61) Message boards : Number crunching : issue of the day (Message 1479)
Posted 18 Nov 2015 by Profile Tern
Post:
Linux host (Ubuntu) - after today's OS update and restart:

CMS "Waiting to run (Scheduler wait: Please update/recompile VirtualBox Kernal Drivers.)"

Downloading VBox 5.0.10 now (was on 5.0.8). Sigh.
62) Message boards : Number crunching : Expect errors eventually (Message 1477)
Posted 16 Nov 2015 by Profile Tern
Post:
Now oddly enough, vboxheadless shows to be running under boinc userid, but there is no VM shown in the VBox window under _my_ userid. Windows DOES show boinc tasks there. I've been afraid to quit out of VBox, even though it seems to be two different processes, just in case it would kill the CMS task. Maybe on the next one.

This is expected behaviour, when you've installed BOINC in protected execution mode (service mode).


Unless that's the default (only choice?) on Mac, I don't think I selected service mode. Know I was offered the choice on Windows and didn't take it. Of course, the Mac is the only machine I have that isn't just for BOINC, Photoshop, media center, or NAS RAID storage, so the Windows boxes are all single-user. Shrug. Doesn't bother me either way, I'm NOT a fan of VBox and will probably not run it once CMS goes to production mode. Didn't know what I was getting into when I agreed to run it here. My policy is, to get me to sign up, a project MUST have a Mac app (with rare exceptions). I hadn't dealt with the "Mac but through VBox" issue before, but until it becomes the only choice, I'll modify my policy to be "Mac native" app available.

- [EXCERPTED RECORDS]
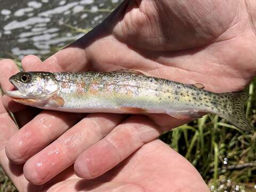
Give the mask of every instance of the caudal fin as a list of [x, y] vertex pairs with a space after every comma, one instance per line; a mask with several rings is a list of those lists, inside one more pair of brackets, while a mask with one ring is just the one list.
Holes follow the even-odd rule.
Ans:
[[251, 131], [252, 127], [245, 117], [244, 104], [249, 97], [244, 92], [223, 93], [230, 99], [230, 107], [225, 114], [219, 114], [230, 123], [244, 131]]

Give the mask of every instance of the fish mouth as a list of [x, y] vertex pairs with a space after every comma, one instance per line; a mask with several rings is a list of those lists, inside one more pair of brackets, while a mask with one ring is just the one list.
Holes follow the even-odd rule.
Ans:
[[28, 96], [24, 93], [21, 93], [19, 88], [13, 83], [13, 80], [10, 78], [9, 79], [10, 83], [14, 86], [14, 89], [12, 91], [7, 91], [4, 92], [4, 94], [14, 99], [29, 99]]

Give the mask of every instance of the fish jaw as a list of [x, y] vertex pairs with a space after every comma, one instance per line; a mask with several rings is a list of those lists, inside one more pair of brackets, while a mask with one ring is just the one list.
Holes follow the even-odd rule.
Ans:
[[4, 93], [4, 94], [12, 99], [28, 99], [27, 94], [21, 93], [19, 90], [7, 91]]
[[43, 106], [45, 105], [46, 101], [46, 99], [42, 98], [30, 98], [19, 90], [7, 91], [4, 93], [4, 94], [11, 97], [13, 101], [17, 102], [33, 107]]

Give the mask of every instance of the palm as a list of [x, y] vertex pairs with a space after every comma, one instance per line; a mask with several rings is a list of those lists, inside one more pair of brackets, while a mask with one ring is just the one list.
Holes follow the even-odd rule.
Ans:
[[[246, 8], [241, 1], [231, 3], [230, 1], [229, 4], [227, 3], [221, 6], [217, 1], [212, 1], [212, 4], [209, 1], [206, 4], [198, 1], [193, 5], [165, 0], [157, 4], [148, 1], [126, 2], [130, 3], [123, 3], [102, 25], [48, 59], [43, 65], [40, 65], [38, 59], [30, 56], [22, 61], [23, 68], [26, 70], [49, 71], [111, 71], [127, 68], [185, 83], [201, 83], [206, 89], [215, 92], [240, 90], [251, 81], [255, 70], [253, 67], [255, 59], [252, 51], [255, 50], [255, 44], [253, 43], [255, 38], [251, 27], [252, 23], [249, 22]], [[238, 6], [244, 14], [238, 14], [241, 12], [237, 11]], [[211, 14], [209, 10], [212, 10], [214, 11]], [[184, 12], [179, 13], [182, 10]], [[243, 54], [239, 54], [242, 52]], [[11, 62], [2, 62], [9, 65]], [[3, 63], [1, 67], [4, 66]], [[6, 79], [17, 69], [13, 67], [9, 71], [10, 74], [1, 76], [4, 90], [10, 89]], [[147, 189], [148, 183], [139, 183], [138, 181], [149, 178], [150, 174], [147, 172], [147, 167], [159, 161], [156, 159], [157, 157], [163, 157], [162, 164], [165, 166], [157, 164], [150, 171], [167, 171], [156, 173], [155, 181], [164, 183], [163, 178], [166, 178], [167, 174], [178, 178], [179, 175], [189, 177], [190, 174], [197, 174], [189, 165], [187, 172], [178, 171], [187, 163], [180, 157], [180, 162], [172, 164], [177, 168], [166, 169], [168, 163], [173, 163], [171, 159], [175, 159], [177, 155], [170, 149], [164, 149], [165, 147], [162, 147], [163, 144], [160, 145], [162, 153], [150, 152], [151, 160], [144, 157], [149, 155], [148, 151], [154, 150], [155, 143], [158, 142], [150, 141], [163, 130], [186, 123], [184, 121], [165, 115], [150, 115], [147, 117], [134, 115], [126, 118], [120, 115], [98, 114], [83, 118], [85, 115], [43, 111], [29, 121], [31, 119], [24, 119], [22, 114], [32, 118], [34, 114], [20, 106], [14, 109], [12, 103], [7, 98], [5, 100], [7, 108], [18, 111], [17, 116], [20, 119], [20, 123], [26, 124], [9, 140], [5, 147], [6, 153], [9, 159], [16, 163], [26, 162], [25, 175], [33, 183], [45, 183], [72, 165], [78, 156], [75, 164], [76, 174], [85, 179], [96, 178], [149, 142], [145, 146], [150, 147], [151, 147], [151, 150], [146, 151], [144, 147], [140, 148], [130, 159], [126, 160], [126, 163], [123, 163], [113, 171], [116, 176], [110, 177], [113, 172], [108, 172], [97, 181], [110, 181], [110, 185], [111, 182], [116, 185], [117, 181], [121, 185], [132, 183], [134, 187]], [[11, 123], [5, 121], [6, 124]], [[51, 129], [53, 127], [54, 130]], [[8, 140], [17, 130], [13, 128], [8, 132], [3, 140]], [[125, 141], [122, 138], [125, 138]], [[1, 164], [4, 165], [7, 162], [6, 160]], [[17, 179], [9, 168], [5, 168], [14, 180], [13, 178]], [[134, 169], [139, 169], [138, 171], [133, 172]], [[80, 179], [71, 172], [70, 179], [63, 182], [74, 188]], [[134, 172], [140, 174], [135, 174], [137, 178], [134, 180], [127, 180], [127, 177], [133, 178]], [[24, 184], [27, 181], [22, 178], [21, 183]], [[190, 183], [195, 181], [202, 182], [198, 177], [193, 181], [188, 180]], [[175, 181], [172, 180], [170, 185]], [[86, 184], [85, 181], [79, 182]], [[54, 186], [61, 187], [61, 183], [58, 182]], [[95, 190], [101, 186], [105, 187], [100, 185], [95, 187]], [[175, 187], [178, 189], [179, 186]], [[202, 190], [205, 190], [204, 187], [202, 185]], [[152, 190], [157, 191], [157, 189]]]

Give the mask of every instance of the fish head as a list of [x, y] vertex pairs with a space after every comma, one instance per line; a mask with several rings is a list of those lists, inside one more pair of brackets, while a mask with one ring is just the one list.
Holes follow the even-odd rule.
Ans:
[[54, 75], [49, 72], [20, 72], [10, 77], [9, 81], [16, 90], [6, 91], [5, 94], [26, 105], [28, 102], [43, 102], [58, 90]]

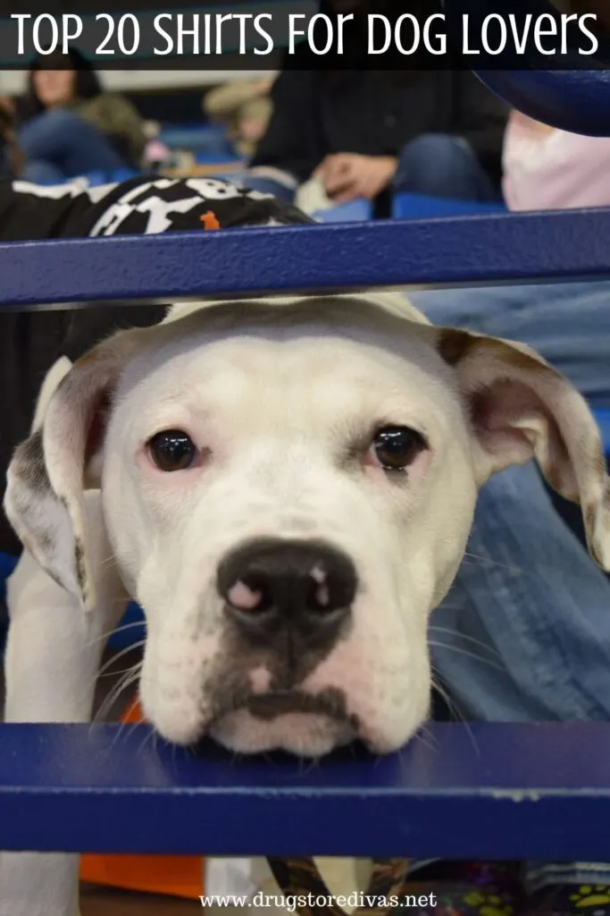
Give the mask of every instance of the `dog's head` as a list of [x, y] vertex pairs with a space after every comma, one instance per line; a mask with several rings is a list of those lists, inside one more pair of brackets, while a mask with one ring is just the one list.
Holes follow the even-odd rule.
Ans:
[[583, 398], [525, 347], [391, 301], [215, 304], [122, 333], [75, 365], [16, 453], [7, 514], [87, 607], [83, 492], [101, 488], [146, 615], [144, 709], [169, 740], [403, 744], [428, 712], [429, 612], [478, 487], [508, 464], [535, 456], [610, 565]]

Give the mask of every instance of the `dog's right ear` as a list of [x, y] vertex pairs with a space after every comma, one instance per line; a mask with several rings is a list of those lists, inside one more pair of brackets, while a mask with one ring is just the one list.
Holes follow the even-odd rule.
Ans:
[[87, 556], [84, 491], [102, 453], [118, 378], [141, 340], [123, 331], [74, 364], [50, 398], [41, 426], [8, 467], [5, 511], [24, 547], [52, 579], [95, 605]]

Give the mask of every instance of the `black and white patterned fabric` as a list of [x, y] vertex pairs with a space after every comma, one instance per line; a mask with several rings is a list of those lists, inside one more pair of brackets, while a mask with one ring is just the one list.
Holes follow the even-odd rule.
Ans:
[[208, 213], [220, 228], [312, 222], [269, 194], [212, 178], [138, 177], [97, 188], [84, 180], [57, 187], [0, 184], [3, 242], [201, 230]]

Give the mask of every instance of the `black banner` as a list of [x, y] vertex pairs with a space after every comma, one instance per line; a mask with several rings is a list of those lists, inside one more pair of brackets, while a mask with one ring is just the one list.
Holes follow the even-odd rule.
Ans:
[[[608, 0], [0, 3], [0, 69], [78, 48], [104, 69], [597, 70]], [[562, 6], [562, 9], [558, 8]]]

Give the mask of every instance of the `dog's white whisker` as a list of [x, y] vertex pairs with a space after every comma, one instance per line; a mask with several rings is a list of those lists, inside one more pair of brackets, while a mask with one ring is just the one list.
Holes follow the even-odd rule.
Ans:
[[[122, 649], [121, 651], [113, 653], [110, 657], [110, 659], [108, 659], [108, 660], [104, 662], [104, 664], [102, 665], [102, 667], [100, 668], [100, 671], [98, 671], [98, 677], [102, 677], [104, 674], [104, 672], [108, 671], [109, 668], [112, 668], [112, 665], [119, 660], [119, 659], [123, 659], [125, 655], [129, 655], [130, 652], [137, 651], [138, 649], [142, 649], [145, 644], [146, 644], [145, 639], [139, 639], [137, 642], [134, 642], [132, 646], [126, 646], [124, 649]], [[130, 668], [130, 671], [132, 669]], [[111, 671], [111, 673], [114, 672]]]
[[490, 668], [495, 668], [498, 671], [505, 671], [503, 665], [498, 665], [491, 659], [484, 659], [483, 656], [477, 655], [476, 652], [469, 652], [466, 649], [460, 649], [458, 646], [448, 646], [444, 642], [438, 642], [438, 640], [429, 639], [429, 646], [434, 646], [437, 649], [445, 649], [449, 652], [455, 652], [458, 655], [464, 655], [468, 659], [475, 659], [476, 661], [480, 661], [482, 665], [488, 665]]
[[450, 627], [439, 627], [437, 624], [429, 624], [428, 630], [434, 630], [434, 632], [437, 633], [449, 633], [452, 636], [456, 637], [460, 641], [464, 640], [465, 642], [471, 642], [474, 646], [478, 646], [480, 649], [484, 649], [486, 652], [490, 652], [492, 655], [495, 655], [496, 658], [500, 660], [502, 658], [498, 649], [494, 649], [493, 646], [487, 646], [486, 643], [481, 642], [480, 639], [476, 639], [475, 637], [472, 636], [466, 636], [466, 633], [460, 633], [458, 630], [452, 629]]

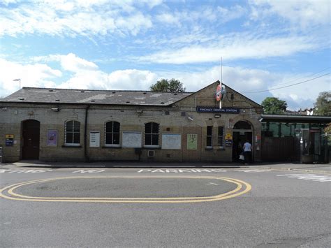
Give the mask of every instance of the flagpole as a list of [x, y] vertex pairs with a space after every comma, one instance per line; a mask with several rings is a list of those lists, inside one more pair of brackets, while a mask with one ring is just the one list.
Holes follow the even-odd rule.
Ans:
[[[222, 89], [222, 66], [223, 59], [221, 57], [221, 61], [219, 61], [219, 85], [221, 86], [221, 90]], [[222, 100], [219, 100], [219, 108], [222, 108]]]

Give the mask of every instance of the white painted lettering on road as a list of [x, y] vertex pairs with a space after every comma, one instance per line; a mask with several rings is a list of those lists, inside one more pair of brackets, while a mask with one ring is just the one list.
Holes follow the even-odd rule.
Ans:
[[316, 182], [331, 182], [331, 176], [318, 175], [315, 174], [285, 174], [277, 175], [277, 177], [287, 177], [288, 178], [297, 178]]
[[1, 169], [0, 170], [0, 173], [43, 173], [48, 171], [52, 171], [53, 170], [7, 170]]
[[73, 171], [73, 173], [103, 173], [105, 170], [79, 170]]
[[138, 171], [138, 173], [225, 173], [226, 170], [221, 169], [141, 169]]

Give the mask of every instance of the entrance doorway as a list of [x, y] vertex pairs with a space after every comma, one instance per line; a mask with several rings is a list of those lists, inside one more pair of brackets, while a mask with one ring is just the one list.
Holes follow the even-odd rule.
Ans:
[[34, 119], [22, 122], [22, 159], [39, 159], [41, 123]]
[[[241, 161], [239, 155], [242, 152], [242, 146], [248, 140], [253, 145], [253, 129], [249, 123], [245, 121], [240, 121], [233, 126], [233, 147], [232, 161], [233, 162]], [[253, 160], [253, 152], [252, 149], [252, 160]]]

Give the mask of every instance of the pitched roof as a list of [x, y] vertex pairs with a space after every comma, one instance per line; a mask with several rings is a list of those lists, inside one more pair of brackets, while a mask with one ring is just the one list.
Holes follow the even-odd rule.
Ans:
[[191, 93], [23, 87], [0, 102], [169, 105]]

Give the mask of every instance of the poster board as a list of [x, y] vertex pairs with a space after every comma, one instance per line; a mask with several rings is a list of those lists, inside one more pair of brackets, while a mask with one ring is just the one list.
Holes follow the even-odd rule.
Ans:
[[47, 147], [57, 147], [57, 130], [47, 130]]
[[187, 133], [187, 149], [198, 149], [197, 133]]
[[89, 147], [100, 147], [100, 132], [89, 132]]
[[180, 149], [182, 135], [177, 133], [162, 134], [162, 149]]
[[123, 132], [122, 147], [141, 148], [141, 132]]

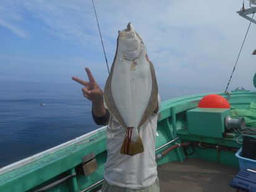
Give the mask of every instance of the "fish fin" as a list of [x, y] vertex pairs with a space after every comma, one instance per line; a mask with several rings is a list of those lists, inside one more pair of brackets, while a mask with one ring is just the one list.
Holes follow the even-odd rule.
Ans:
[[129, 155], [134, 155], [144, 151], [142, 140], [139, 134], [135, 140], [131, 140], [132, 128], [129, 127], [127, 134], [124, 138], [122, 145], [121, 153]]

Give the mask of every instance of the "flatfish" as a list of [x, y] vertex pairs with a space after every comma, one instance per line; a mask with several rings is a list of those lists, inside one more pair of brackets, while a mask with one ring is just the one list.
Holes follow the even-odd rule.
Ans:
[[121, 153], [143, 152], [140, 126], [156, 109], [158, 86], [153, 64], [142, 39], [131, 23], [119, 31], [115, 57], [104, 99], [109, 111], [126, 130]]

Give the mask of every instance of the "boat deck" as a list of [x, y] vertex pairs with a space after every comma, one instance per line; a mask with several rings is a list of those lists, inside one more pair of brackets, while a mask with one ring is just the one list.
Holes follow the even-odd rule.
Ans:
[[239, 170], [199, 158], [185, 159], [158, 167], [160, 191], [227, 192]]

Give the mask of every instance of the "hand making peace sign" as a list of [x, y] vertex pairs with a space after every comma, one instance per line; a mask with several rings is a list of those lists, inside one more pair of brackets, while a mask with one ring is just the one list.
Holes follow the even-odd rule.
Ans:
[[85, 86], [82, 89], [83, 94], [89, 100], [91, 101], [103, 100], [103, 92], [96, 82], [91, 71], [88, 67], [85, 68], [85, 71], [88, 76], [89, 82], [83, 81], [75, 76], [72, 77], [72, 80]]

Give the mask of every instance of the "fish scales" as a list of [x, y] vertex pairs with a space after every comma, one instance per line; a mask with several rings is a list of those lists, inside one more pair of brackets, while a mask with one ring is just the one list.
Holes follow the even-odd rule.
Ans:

- [REQUIRED ACTIONS]
[a] Copy the forum posts about CMS and VirtualBox above, between "Downloading VBox 5.0.10" and "the next one.", inclusive.
[b] Translate this sentence from the forum posts about CMS and VirtualBox into Spanish: "This is expected behaviour, when you've installed BOINC in protected execution mode (service mode)."
[c] Go on with the forum posts about CMS and VirtualBox, starting after their last sentence.

- [PER-TASK OUTPUTS]
[a]
Downloading VBox 5.0.10 now (was on 5.0.8). Sigh.
62) Message boards : Number crunching : Expect errors eventually (Message 1477)
Posted 16 Nov 2015 by Profile Tern
Post:
Now oddly enough, vboxheadless shows to be running under boinc userid, but there is no VM shown in the VBox window under _my_ userid. Windows DOES show boinc tasks there. I've been afraid to quit out of VBox, even though it seems to be two different processes, just in case it would kill the CMS task. Maybe on the next one.

[b] Este es el comportamiento esperado cuando has instalado BOINC en modo de ejecución protegida (modo de servicio).

[c]
Comes from the years I spent as a Mac developer. :-)
63) Message boards : Number crunching : Expect errors eventually (Message 1476)
Posted 16 Nov 2015 by Profile Tern
Post:
Good to hear. I tried 5.0.10 on my work Windows7 box today, and still got the dreaded message after 10 minutes that it failed to enter a running state in a timely manner. I'm starting to wonder if it's the Kaspersky anti-virus, I've got as much of its "real time" checking turned off as possible, but it still manages to give me grief from time to time.


Not Kaspersky, as I'm not running it. Or any non-built-in antivirus, since these hosts are only connected to the net for BOINC, do no web browsing. That's what the Mac is for! :-)
64) Message boards : Number crunching : Expect errors eventually (Message 1473)
Posted 16 Nov 2015 by Profile Tern
Post:
Okay, can't prove it yet, but VirtualBox 5.0.10 SEEMS to have solved the hypervisor problem. CMS ran on all my Windows hosts overnight without any timeouts waiting for me this morning. :-)

And on the Mac... IT GOT WORK! Don't know for sure if it was the change to 5.0.10, or the fact that I had VBox actually RUNNING overnight when CMS decided to fetch work, but regardless, there is a task actually running on the Mac finally. (#1!) Now oddly enough, vboxheadless shows to be running under boinc userid, but there is no VM shown in the VBox window under _my_ userid. Windows DOES show boinc tasks there. I've been afraid to quit out of VBox, even though it seems to be two different processes, just in case it would kill the CMS task. Maybe on the next one.
65) Message boards : Number crunching : Expect errors eventually (Message 1467)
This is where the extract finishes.